Click the link to view Sr. Kathryn’s Life Profession:
https://www.dropbox.com/s/4nzm9f41phltnxg/Sr.%20Kathryn%27s%20Life%20Profession.mp4?dl=0

By Rev. Joanne Davies.

Peter said… “Look we have left everything and followed you. What then will we have?”

Today we will hear Sister Kathryn giving her life – every faculty of body, mind and soul – to God’s service. To be utterly consumed in divine love.

Peter might ask…What then will be had? … The joy of seeking the goodness of God in all life and for all life.  And the loving struggle of living well together. The living from the encompassing of God every day, every prayer, and every action. And being, or striving to be, or constantly discovering the being of the fullness of the reality of oneself, the person God knows. To know other lives depend on the ordinary moments of one’s life. To know accountability to one’s community of life. And to have rest in God.

St. Hilda knew this and is with us today …

As Sister Kathryn makes her life profession today, she will be surrounded by the spiritual strength of the English and Celtic life profession of St. Hilda.

• _DATA_
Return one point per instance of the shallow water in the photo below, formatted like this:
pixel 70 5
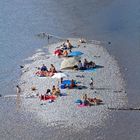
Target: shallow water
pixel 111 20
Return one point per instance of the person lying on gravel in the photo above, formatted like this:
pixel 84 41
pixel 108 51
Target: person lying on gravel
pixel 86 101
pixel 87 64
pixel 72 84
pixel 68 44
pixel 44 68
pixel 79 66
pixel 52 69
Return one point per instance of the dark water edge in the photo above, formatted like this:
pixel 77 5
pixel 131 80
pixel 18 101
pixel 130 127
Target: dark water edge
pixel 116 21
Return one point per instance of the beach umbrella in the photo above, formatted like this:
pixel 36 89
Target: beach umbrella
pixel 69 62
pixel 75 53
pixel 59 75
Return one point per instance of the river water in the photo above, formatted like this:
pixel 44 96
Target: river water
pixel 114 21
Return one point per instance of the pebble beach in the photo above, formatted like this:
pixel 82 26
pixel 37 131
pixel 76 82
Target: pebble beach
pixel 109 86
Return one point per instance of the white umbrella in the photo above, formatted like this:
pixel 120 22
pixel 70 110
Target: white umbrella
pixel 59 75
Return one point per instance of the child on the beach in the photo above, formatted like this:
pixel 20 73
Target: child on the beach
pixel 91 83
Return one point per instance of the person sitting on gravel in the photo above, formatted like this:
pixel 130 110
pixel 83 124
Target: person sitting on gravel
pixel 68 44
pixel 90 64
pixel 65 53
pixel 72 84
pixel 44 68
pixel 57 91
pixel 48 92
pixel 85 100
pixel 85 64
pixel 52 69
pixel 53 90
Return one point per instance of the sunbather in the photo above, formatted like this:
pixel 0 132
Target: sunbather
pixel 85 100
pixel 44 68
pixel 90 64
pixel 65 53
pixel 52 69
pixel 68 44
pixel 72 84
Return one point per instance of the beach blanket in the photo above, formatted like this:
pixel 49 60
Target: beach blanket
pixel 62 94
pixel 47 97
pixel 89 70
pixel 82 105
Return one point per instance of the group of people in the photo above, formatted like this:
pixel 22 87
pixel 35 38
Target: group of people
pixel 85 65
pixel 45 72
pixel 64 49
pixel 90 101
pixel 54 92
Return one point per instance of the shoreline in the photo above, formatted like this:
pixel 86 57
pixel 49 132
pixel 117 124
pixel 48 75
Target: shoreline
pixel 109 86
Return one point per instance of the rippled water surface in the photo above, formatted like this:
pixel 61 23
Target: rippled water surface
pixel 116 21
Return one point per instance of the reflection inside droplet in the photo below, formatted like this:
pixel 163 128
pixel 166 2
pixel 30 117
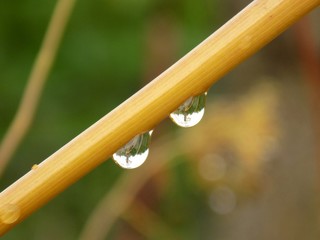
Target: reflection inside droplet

• _ACTIONS TO TAKE_
**A)** Update the stretch from "Click the link" through "in divine love." in the passage on Sister Kathryn's life profession by replacing "faculty" with "power".
**B)** Format the stretch of the entries from the line that contains "Return one point per instance of the person sitting" through the line that contains "pixel 85 64" as a numbered list, omitting any blank lines.

• _EXERCISE RESPONSES_
**A)**
Click the link to view Sr. Kathryn’s Life Profession:
https://www.dropbox.com/s/4nzm9f41phltnxg/Sr.%20Kathryn%27s%20Life%20Profession.mp4?dl=0

By Rev. Joanne Davies.

Peter said… “Look we have left everything and followed you. What then will we have?”

Today we will hear Sister Kathryn giving her life – every power of body, mind and soul – to God’s service. To be utterly consumed in divine love.

**B)**
1. Return one point per instance of the person sitting on gravel in the photo above, formatted like this:
2. pixel 130 110
3. pixel 83 124
4. Target: person sitting on gravel
5. pixel 68 44
6. pixel 90 64
7. pixel 65 53
8. pixel 72 84
9. pixel 44 68
10. pixel 57 91
11. pixel 48 92
12. pixel 85 100
13. pixel 85 64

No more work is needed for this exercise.